» **O que fazer**:
a: Transforme em lista numerada as linhas dos registros: comece na que contém "Please trace the outline of every instance of the white" e pare após a que contém "286 59 L 289". Deixe de fora as linhas em branco.
b: Prossiga o texto sobre o primeiro dia de operação do BRT em Belo Horizonte a partir do último parágrafo apresentado.

» **Bloco de texto**:
##########
Tudo novo para motoristas
O relógio marcava 13h07 quando Ademar Ferreira Lopes, um baiano de Teixeira de Freitas e radicado em Belo Horizonte há três décadas, ligou o ônibus da linha 83P, que faz o percurso estação São Gabriel/Avenida Paraná. Há 21 anos como motorista de coletivo, ele conhece o trânsito da capital como poucas pessoas: “É preciso ter paciência”. Foi na companhia dele que o Estado de Minas embarcou numa das viagens do primeiro dia de operação do BRT. O condutor elogiou o sistema, mas apontou locais que precisam de maior atenção das autoridades de trânsito.
Ademar Lopes aprovou ônibus, mas precisou redobrar atenção a dirigir / Foto: Estado de Minas |
Ainda na São Gabriel, Ademar faz questão de contar o quanto está feliz. Pudera: deixou de ser um dos motoristas de uma linha convencional para guiar um veículo do novo sistema de transporte público. Ele próprio resume algumas diferenças: “Este tem ar-condicionado e é hidramático, ou seja, não carece de marchas. É mais confortável”. Outro benefício foi fugir do trânsito caótico da Avenida Cristiano Machado: a via tem uma pista exclusiva para o BRT.
##########
» **Registros fornecidos**:
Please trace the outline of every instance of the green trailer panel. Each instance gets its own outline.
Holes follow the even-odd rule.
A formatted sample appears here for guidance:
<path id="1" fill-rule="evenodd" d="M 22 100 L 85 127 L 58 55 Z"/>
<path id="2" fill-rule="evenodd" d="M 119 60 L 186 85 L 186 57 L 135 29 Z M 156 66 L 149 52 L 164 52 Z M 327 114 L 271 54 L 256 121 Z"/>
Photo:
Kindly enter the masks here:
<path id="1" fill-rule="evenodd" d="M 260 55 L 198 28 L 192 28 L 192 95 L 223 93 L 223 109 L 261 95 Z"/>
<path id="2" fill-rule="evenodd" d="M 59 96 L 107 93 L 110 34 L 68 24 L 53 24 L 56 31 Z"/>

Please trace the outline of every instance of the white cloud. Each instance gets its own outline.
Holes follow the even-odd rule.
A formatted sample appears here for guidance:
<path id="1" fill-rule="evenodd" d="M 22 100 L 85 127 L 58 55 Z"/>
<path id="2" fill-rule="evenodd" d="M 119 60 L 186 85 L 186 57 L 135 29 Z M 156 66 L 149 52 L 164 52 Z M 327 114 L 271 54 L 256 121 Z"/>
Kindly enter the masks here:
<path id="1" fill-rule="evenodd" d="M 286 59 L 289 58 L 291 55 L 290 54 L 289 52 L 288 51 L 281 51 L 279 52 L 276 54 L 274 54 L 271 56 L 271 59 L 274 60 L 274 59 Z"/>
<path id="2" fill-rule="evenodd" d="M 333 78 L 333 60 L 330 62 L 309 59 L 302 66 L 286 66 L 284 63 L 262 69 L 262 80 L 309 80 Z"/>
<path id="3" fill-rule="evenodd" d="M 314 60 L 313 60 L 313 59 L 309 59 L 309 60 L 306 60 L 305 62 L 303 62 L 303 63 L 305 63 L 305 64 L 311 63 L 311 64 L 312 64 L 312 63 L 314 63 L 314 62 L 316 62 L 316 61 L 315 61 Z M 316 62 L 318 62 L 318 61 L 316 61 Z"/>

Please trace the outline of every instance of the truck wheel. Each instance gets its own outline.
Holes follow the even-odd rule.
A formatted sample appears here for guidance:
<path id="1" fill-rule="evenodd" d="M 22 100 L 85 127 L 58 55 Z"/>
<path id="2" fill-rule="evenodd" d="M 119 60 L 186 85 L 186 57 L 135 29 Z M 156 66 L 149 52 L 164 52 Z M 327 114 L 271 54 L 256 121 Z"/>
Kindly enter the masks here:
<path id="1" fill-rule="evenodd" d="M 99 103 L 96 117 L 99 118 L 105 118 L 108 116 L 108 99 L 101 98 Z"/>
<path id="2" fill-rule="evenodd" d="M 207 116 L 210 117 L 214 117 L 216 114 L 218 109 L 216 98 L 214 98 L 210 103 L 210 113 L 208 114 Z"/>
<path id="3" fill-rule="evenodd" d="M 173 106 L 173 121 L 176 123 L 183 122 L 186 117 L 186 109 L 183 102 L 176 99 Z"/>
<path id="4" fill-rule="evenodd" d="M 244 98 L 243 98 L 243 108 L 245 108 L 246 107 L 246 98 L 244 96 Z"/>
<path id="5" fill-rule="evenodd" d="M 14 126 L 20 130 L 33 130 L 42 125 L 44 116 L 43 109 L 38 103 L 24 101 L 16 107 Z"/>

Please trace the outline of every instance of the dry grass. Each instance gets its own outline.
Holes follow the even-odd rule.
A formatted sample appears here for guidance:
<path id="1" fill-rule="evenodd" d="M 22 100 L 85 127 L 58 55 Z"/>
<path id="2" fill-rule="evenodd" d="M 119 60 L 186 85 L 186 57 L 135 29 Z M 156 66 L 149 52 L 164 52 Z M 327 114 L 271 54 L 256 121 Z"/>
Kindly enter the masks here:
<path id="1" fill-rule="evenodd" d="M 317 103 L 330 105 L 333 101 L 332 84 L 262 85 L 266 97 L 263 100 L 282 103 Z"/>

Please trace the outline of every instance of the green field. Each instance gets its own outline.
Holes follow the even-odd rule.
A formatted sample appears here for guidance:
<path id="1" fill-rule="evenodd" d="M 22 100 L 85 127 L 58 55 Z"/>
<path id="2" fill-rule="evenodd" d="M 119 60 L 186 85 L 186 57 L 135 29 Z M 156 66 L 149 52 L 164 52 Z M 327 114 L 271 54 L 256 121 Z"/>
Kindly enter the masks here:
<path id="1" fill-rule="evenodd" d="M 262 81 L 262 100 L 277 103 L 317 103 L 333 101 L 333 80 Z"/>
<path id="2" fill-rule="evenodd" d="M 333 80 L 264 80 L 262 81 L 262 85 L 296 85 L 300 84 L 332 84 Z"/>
##########
» **Resultados esperados**:
a:
1. Please trace the outline of every instance of the white cloud. Each instance gets its own outline.
2. Holes follow the even-odd rule.
3. A formatted sample appears here for guidance:
4. <path id="1" fill-rule="evenodd" d="M 22 100 L 85 127 L 58 55 Z"/>
5. <path id="2" fill-rule="evenodd" d="M 119 60 L 186 85 L 186 57 L 135 29 Z M 156 66 L 149 52 L 164 52 Z M 327 114 L 271 54 L 256 121 Z"/>
6. Kindly enter the masks here:
7. <path id="1" fill-rule="evenodd" d="M 286 59 L 289 58 L 291 55 L 290 54 L 289 52 L 288 51 L 281 51 L 279 52 L 276 54 L 274 54 L 271 56 L 271 59 L 274 60 L 274 59 Z"/>

b:
Ademar faz questão de chamar atenção para o silêncio do motor do veículo. E explica como ele procede nas paradas: “Há uma faixa preta em cada estação. Tenho que ficar ao lado dela para que as portas do ônibus fiquem lado a lado com as das estações”. Durante a viagem, ele estaciona em 12 estações, incluindo as de partida e chegada. Foi logo depois da São Judas Tadeu, próximo à Avenida José Cândido da Silveira, que o motorista precisou estrear a buzina.
O motivo foi uma moça que atravessou a pista exclusiva do BRT sem olhar para as laterais. “Temos de ter cuidado, pois o pedestre ainda não se acostumou com o novo sistema, pois esse trecho estava em obra (até poucas semanas).” Na verdade, operários ainda trabalham no local. Ontem, por exemplo, alguns colocaram gradis às margens da avenida para forçar pedestres a usarem as passarelas.
Nem todas, porém, foram erguidas, como mostram algumas estruturas de aço debaixo do Viaduto Murilo Rubião, no Bairro Cidade Nova. Menos de dois quilômetros adiante, a pista exclusiva é cortada pela Rua Jacuí, uma das mais extensas da capital e onde o motorista precisou parar o veículo, embora a luz do semáforo estivesse na cor verde. “Muitos condutores fecham o cruzamento. É preciso ter um agente de trânsito aqui”, sugeriu.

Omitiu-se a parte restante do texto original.